What you need to do.
- A) Rewrite the part of the climbing blog post that opens with the words "As part of the" and closes with "Steve Mac, yeah...", replacing "onsight" with "flash".
- B) In the climbing blog post, what kind of weather was it during the last week of the heatwave?
- C) Pick up the climbing blog post right after its final sentence and keep writing.

Source document.
'''

Sunday, 26 July 2009

Das rotpunkt ja?

As part of the general sport-climbing-as-training-for-greater-ranges plan this summer, I've started trying to redpoint the occasional route. Just like Steve Mclure, I've got some places where I'm running out of things to onsight, or there's nothing I can onsight, so I have to resort to redpointing to get some climbing done. I'm a sort of VS Steve Mac, yeah...

So, yeah, I've never done redpointing before, never been bothered. Flashing is infinitely more pleasurable and of course trad infinitely more pleasurable still. But in these times of need, it can fit the bill nicely. The other week was a prime example, in the last week of that grim muggy sweatathon heatwave, before of course all the summer rain came in. Far too hot to try anything remotely inspiring and worthwhile, so as The Eagles and I mused, there is nowhere better to be than dangling on the end of a rope, working something.

'''

The data.

'''

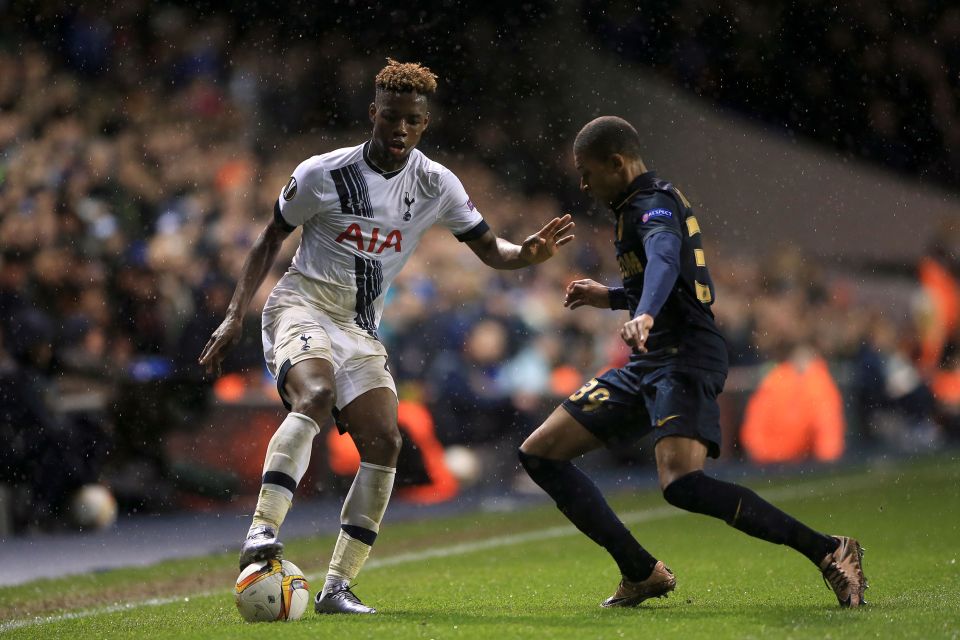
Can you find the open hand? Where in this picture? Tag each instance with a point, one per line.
(226, 335)
(542, 245)
(636, 331)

'''

Response list.
- A)
As part of the general sport-climbing-as-training-for-greater-ranges plan this summer, I've started trying to redpoint the occasional route. Just like Steve Mclure, I've got some places where I'm running out of things to flash, or there's nothing I can flash, so I have to resort to redpointing to get some climbing done. I'm a sort of VS Steve Mac, yeah...

- B) Grim and muggy, a sweatathon heatwave too hot to try anything inspiring.

- C)
Of course, that working something then leads me to see potential, and get a bit into the idea, and wonder if I could actually redpoint something a bit challenging, as well as getting a little bit stronger and a little bit fitter (and a little bit tweakier in the elbow, so I'm going to have to be careful). So I've dabbled a bit more in recent weeks, the weather has encouraged this too by forcing me onto perma-dry and thus steep and hard crags. It's been kinda vaguely fun and something a bit different *shrug*.

Anyway today I did my first proper redpoint, Another Choadside Attraction at Raven Tor. Woo. Hoo.

Tuesday, 21 July 2009


It is now pretty much the height of Summer, so naturally it is pissing down and forecast to be the dreaded "sunshine and showers" for the foreseeable future or at least the next decade or so. Once again those who take pleasure in dry outdoor activities are labouring under the tyrannical yoke of this country's obnoxiously unpredictable and unreliable weather, and once again those who are most inspired by exploratory trips away to the mountains and coasts in the West have to suffer this yoke the most of all.

Welcome to the grossly unfair battle of Syked Trad Climber vs The Weather.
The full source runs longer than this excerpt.